◆ **Problemi da risolvere**:
A: Individua e ricopia ogni riga che contiene la parola "blue", distinguendo tra maiuscole e minuscole.
B: Scrivi, per favore, il seguito dell'intervista a Silvia Colasanti sul suo Requiem.

Colasanti, il mio Requiem illuminato di speranza

La compositrice romana porta alla Verdi la partitura dedicata alle vittime del sisma del Centro Italia del 2016 «Nella mia scrittura il presente dialoga con il passato»

«Vittima è chi muore, certo. Ma vittima è anche chi resta e deve fare i conti con il dolore, con il ricordo di una tragedia che non si cancella dalla mente». A loro, che sono quelli che «stringeranno nei pugni una cometa», Silvia Colasanti dedica il suo Requiem, una pagina scritta nel 2017 per ricordare le vittime del terremoto che ha sconvolto il Centro Italia nel 2016. La prima assoluta fu a Spoleto «in piazza Duomo, in quello che è stato un rito collettivo, un uscire dai teatri per dire ancora una volta il valore civile dell’arte» racconta la compositrice romana, classe 1975. Sino a domenica 16 febbraio il Requiem. Stringeranno nei pugni una cometa è in cartellone in Auditorium a Milano, sul leggio dell’Orchestra sinfonica Giuseppe Verdi, accanto a un altro Requiem, quello di Wolfgang Amadeus Mozart. Sul podio Maxime Pascal, la voce recitante è quella di Mariangela Gualtieri, autrice dei testi, il canto è affidato al Coro sinfonico Verdi e al mezzosoprano Monica Bacelli mentre Davide Vendramin sarà al bandoneon. «Ho voluto come sottotitolo un verso del poeta Dylan Thomas – spiega la musicista formatasi in Conservatorio a Roma e perfezionatasi poi alla Chigiana e all’Accademia di Santa Cecilia – per far entrare la luce in un racconto di morte, per dire che c’è una speranza oltre la fine delle cose e invitare a vivere intensamente la vita».

Un testo sacro, quello liturgico della Messa da Requiem, al quale si uniscono i versi poetici di Mariangela Gualtieri: quali, Silvia Colasanti, le forme musicali che ha scelto per far diventare musica queste parole?

«Il mio lavoro parte sempre dal testo che devo musicare: se ci sono parole non si può prescindere da esse per trovare la forma, occorre mettersi in ascolto del testo che ci viene consegnato, in questo caso quello liturgico antichissimo del Requeim: ho scelto di musicare tre momenti della liturgia funebre, il Requeim Aeternam iniziale, la lunga Sequenza che si apre con il terrifico Dies Irae e il Lux Aeterna finale, che illumina tutta la partitura di una luce di speranza. Tra questi testi sono inseriti i versi di Mariangela Gualtieri che dialogano con la liturgia con la quale troveranno un punto di convergenza nella compassione finale. La partitura diventa così un’alternanza tra l’ascolto del testo latino affidato a un coro che è il Coro di chi non dubita – voce della Chiesa che racconta, attraverso il testo liturgico, la morte e il timore dell’uomo di fronte a un dio punitore nella grande scena del Dies Irae – e il testo italiano di Mariangela Gualtieri che risuona attraverso la voce della poetessa stessa che veste i panni della Dubitante. Se il teso poetico è affidato alla voce recitante accompagnata di volta in volta da uno o due strumenti, il testo latino è restituito da coro e orchestra ai quali nel Quid sum miser si unisce il mezzosoprano, Cuore ridotto in cenere, e nel finale un bandoneon, Il respiro della terra. Personaggi perché ho voluto dare una forma oratoriale, quasi teatrale al mio Requiem».

◆ **Materiale mostrato**:
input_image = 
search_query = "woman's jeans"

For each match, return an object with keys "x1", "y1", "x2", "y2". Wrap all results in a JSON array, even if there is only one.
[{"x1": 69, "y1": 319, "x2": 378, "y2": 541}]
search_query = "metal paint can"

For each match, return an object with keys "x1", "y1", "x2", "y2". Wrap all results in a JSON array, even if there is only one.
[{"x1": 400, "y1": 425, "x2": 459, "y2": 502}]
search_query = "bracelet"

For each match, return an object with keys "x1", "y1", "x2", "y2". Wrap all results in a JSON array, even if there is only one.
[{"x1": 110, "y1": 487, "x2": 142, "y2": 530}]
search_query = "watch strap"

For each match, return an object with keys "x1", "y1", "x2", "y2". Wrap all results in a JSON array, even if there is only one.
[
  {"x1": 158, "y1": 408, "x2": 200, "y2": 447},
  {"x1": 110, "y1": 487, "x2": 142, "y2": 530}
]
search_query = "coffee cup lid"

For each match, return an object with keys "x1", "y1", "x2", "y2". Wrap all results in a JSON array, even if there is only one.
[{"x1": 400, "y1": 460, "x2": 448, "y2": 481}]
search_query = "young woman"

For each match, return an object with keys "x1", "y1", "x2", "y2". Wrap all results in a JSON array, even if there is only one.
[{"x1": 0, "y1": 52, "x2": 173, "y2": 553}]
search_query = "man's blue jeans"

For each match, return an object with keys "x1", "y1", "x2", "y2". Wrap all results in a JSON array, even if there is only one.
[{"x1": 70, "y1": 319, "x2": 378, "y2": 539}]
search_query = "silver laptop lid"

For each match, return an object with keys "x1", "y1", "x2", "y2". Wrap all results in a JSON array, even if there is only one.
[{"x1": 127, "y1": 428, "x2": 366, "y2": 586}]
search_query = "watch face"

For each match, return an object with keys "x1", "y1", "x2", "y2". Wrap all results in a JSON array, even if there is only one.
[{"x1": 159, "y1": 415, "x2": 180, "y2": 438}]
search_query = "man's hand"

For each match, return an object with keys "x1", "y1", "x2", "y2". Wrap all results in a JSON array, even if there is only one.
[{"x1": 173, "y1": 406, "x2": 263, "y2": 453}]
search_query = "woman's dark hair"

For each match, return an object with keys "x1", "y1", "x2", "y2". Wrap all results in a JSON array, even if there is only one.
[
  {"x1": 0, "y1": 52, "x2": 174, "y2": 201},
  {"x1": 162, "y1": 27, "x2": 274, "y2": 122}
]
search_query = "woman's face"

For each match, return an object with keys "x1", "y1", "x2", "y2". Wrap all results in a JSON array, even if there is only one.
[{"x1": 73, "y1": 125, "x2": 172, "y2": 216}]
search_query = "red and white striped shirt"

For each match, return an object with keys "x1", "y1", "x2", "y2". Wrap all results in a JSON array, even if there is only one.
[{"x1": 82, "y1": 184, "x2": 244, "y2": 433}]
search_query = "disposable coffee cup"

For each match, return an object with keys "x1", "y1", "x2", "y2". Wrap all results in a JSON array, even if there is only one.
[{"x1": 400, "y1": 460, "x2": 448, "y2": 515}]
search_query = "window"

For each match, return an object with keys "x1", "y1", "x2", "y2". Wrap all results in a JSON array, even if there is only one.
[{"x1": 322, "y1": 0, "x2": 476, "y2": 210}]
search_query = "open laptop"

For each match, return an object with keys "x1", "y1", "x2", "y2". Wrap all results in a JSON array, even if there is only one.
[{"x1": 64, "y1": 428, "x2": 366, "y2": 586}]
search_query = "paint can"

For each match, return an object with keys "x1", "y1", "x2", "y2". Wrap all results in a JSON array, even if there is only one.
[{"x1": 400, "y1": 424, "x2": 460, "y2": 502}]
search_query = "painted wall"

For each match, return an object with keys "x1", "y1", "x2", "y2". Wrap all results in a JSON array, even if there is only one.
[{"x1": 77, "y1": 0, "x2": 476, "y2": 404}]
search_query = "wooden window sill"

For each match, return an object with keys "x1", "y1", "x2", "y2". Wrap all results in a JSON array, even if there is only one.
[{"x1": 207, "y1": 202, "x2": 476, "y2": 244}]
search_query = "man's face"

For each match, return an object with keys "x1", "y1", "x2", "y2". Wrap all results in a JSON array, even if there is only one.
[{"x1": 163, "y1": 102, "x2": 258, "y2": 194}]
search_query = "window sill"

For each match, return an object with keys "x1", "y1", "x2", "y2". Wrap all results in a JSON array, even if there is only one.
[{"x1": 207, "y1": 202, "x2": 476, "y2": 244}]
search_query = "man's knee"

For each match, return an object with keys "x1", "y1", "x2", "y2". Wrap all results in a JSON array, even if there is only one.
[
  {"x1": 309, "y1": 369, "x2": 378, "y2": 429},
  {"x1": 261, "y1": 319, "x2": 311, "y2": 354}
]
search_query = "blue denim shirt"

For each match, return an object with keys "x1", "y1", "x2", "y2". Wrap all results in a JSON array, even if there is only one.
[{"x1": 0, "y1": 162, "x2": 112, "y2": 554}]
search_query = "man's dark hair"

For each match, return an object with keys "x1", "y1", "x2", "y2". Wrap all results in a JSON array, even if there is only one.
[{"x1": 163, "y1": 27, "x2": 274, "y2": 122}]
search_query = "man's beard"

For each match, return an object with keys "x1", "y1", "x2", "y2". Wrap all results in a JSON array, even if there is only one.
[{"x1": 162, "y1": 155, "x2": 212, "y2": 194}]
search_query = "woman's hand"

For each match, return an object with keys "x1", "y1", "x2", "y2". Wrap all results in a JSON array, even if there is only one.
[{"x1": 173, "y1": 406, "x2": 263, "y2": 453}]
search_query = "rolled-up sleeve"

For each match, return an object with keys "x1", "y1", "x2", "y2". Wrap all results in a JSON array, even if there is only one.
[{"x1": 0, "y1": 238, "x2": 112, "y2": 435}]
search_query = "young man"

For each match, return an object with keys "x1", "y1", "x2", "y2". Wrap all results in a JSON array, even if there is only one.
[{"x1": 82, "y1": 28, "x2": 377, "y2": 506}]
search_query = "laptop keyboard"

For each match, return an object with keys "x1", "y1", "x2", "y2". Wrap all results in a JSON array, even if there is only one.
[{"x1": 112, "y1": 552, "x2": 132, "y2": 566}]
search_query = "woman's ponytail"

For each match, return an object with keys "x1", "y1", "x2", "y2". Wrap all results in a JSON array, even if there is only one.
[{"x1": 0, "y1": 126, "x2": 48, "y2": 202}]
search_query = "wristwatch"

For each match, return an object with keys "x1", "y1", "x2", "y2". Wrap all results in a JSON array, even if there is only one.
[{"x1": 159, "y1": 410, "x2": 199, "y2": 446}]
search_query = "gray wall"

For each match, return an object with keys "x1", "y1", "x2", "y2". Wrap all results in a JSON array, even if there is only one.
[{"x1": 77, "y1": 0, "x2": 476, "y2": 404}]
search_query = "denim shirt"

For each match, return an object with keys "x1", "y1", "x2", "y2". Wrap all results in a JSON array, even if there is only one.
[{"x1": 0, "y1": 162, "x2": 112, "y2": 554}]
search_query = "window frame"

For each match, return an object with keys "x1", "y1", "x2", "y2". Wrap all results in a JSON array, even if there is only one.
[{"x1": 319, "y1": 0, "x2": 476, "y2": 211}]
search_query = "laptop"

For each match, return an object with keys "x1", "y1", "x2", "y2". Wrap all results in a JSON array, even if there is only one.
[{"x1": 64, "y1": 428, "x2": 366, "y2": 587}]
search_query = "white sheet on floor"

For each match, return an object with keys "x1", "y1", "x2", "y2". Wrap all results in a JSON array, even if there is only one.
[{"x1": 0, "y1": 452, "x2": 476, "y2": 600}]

◆ **Elenco risposte**:
A:
search_query = "man's blue jeans"
search_query = "blue denim shirt"

B:
Parole antiche e contemporanee per raccontare il sacro. E i suoni?

«Il sacro ci appartiene da sempre e nel tempo non muta il senso del trascendente dell’uomo. Non muta il suo linguaggio. In mille anni di storia della musica il testo della Messa da Requiem è stato musicato più di cinquemila volte e dunque il confronto con il passato è imprescindibile: per questo nella mia partitura ho voluto rifarmi alle origini della polifonia, qualcosa per noi lontano nel tempo, dal sapore arcaico e ho voluto utilizzare questi vocaboli musicali guardandoli con la lente del presente, perché il fatto che il sacro non muti non vuol dire che non lo si debba guardare con gli occhi di oggi».

Nel Requiem per le vittime del terremoto del 2016 il sacro dialoga con un’urgenza civile, quella della memoria che diventa monito per il futuro perché se un sisma è una catastrofe naturale, la prevenzione è un compito imprescindibile per chi amministra. Come la sua pagina tiene insieme tutte queste componenti?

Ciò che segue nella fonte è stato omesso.